[Image point grounding data]

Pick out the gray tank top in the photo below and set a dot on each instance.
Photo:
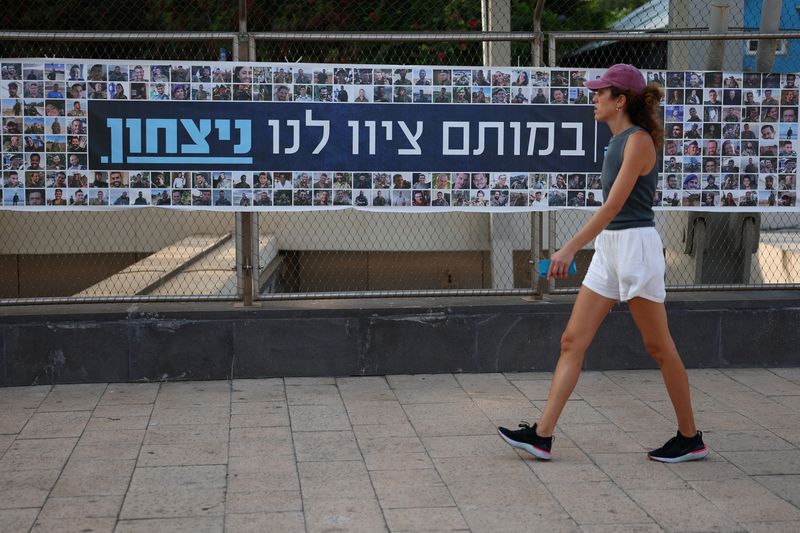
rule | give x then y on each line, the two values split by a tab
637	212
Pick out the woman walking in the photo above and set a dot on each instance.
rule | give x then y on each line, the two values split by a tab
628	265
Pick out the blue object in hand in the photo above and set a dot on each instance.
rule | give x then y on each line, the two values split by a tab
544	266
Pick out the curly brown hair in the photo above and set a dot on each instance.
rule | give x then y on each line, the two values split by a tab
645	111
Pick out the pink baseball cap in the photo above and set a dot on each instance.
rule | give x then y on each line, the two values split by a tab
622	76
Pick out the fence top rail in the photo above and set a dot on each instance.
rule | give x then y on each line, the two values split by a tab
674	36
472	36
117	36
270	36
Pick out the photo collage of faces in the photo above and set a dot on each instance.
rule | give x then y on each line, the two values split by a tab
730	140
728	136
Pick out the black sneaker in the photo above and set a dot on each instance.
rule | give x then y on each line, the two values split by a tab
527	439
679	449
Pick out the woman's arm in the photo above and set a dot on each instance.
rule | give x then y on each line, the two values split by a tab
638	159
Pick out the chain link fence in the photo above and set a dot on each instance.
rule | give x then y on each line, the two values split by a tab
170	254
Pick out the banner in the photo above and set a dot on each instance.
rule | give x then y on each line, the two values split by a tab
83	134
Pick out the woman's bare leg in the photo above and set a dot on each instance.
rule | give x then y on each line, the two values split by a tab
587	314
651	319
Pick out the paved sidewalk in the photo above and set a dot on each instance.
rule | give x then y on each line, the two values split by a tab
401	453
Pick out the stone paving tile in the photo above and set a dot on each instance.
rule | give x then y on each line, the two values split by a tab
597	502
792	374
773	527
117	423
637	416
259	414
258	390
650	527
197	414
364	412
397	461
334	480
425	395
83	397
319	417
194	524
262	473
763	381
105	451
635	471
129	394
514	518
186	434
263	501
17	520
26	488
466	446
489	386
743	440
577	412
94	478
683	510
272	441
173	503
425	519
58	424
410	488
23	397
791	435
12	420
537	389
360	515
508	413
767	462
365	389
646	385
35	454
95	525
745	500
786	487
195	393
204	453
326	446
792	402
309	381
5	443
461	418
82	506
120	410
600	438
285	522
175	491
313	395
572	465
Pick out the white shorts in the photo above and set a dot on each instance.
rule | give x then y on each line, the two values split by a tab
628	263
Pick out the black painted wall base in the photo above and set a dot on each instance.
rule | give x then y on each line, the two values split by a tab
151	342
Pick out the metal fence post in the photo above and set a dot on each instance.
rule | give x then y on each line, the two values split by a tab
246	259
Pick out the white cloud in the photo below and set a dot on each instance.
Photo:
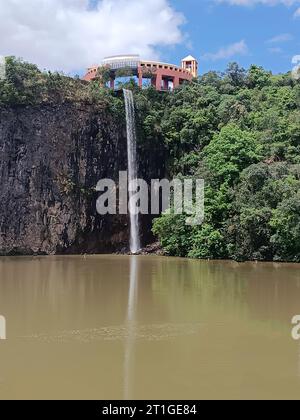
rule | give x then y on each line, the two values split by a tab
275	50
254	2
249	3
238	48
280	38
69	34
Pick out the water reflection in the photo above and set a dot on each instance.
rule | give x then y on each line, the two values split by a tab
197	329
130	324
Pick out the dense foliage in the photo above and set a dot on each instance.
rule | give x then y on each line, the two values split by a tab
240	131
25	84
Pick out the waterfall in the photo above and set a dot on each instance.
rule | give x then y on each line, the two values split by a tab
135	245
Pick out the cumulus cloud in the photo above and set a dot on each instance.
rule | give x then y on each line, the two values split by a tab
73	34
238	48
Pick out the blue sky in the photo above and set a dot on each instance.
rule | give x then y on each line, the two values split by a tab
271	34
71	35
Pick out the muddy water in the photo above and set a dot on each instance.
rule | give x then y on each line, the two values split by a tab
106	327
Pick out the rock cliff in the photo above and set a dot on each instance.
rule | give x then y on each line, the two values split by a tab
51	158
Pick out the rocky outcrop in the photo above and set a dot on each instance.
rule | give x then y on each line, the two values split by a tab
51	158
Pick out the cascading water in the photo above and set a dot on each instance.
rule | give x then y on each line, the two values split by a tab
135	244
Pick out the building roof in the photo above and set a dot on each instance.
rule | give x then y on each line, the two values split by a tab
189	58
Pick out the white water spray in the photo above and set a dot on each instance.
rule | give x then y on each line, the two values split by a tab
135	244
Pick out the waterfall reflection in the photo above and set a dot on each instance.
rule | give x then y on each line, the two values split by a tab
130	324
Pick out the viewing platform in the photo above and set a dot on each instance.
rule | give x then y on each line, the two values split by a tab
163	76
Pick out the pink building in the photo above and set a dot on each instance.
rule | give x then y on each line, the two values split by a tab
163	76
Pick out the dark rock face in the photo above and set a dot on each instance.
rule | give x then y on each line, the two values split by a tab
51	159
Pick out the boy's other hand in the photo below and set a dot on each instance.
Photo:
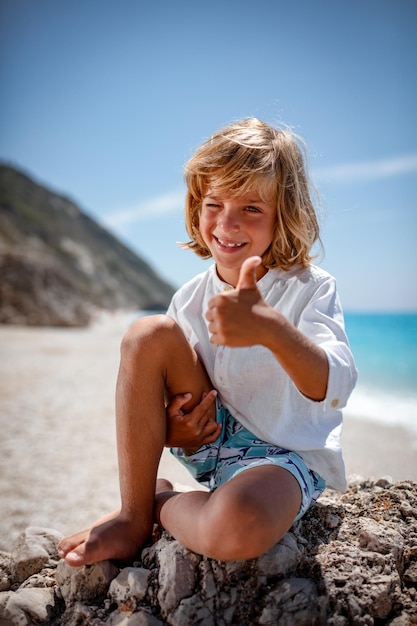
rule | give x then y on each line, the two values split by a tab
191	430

Task brief
Begin at the first line of the entries above and return each line exactly, stopping after the line that contains "Pick out the chain". Pictures do not belong in the copy.

Output for this exercise
Pick out the gray tank top in the photo below and set a dot on each instance.
Photo:
rule | give x then y on each line, the two values split by a tab
637	212
Pick out the woman walking in the photo above and set a dot on each instance.
rule | give x then y on each line, the two values split by a tab
628	265
Pick out the blue object in hand in the photo above and set a dot on each instance.
rule | give x then y on each line, the two values split by a tab
544	266
Pick out the curly brown hair in the photo above and set a dot on each instance.
rule | give x then y on each line, the two values split by a tab
645	111
Pick out the pink baseball cap in the photo above and set a dot on each instance.
rule | give x then y on each line, the two values split by a tab
622	76
Pick out the fence top rail in the photo above and set a dot on each instance.
rule | give x then y on each line, the two values split by a tab
674	36
472	36
117	36
270	36
Pick out the photo collage of faces in the photo above and set a dot on each instance.
rule | give x then y on each line, the two values split by a tab
730	140
728	136
Pick out the black sneaker in the photo above and set a dot on each instance.
rule | give x then y on each line, the two values split by a tab
527	439
679	449
Pick out the woman's arm in the photo above and set a dot on each instance.
rule | give x then y on each line, the two values split by a tab
638	159
Pick out the chain link fence in the photo above and set a dot on each instance.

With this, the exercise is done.